Brief:
Set down the line that contains "Check that one keypoint sits on every instance of the plastic" and every line after it to the end of the entries, exactly as they stand and nothing more.

Stored data:
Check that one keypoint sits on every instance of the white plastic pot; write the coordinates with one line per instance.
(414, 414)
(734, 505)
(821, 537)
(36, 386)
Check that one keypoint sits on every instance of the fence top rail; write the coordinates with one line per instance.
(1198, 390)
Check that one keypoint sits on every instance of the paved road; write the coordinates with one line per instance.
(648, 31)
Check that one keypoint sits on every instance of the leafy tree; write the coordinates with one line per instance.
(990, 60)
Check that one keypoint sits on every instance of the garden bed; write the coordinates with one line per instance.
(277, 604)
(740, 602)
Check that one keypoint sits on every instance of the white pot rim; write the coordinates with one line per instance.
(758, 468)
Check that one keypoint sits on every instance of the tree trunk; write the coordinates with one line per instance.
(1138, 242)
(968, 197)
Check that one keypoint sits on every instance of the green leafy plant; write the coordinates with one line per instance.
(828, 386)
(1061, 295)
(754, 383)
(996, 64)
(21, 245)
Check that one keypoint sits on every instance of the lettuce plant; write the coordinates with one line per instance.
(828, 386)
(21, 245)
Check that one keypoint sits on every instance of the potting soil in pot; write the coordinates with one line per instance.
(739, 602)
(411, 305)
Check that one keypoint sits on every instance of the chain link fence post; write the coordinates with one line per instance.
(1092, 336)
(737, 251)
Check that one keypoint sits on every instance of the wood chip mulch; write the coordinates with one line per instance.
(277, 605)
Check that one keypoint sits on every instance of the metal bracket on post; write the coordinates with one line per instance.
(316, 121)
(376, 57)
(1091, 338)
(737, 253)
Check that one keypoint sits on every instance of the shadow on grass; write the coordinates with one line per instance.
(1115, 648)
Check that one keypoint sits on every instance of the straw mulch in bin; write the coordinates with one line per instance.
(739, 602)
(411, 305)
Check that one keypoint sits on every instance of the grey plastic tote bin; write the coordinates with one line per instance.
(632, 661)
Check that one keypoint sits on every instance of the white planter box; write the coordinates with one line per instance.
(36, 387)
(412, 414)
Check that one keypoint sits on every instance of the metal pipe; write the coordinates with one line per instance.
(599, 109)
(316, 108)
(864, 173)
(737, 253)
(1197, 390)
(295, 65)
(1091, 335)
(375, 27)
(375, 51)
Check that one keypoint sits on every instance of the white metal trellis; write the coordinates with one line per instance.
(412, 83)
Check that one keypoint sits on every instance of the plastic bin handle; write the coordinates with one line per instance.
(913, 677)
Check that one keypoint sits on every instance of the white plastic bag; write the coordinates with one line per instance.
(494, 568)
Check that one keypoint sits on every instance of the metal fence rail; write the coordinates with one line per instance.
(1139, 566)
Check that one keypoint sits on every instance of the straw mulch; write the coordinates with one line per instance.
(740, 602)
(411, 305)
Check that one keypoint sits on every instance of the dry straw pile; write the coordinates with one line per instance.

Response to the task:
Check that one keypoint sits on every instance of the plastic bin handle; write the coordinates with one line per instance.
(913, 677)
Check that one keypoint sits on every instance of the white plastic bag; write the coordinates with one line per instance.
(494, 568)
Check that one keypoint sits on every instance of the metal fence rail; write the coordinates with one line per instance.
(1139, 566)
Check that one keypoint sits on every instance of the straw mulch; write the coordinates with one line per instance.
(740, 602)
(411, 305)
Check that one keypoint sits on every instance of the dry straw pile; write the coordinates with one line per instance.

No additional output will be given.